Records from a data collection:
********************
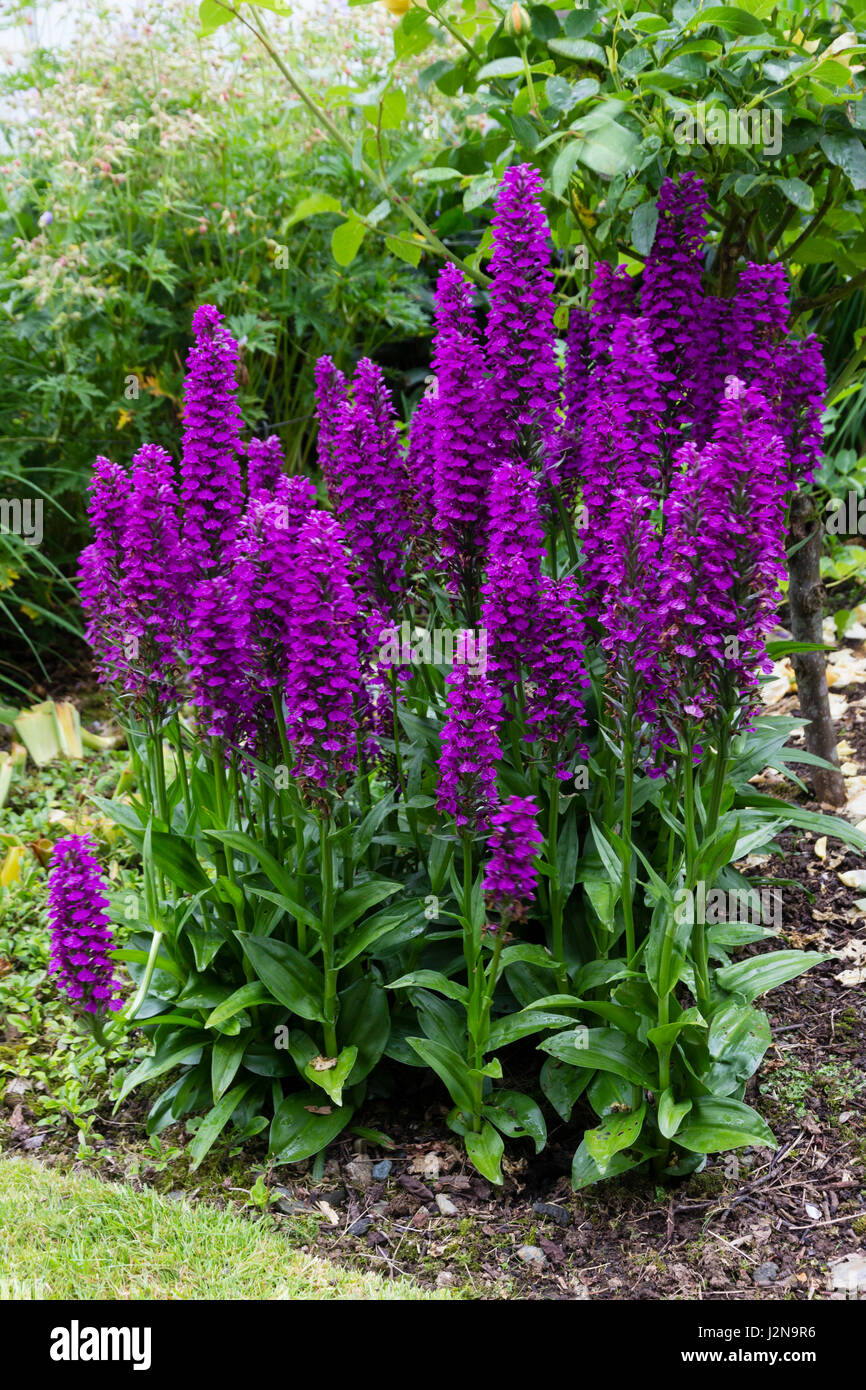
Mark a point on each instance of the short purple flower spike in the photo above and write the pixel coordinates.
(81, 930)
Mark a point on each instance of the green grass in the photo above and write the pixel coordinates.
(67, 1236)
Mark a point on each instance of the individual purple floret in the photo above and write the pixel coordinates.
(324, 690)
(81, 931)
(264, 464)
(470, 748)
(210, 463)
(510, 875)
(464, 453)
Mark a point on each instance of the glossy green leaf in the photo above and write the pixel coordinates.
(519, 1116)
(331, 1079)
(213, 1123)
(761, 973)
(298, 1130)
(616, 1132)
(291, 977)
(485, 1150)
(451, 1068)
(672, 1112)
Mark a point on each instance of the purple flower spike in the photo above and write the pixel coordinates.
(81, 931)
(324, 688)
(464, 453)
(520, 338)
(556, 673)
(672, 298)
(220, 655)
(510, 875)
(150, 570)
(516, 546)
(366, 496)
(99, 574)
(331, 392)
(210, 466)
(266, 566)
(420, 463)
(470, 748)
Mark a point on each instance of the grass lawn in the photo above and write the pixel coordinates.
(66, 1236)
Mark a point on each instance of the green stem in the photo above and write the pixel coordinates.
(626, 852)
(556, 900)
(327, 937)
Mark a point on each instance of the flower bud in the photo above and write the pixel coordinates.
(516, 21)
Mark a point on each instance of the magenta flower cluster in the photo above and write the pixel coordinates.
(81, 930)
(515, 840)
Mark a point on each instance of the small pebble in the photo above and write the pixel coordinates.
(553, 1211)
(533, 1255)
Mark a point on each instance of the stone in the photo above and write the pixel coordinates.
(848, 1273)
(533, 1255)
(359, 1171)
(553, 1211)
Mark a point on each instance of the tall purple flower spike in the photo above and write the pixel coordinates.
(210, 464)
(266, 563)
(324, 688)
(723, 558)
(672, 298)
(556, 674)
(510, 875)
(464, 453)
(81, 927)
(420, 464)
(520, 337)
(331, 392)
(513, 573)
(470, 748)
(220, 656)
(150, 576)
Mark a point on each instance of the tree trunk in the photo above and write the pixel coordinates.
(806, 599)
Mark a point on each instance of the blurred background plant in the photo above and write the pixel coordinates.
(143, 173)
********************
§ EXERCISE BRIEF: Scale the lines from the line containing "Mark a point on each instance of the tree" through the last line. Write each of them out again with its request, and multiply every coordinate in the answers by 0.8, rounding to whole numbers with halves rounded up.

§ WRITTEN RESPONSE:
Mark a point on each instance of the tree trunk in the photo above and write the pixel coordinates.
(645, 479)
Mark a point on each instance of the blurred background plant in the photo above and write the pixel coordinates.
(114, 138)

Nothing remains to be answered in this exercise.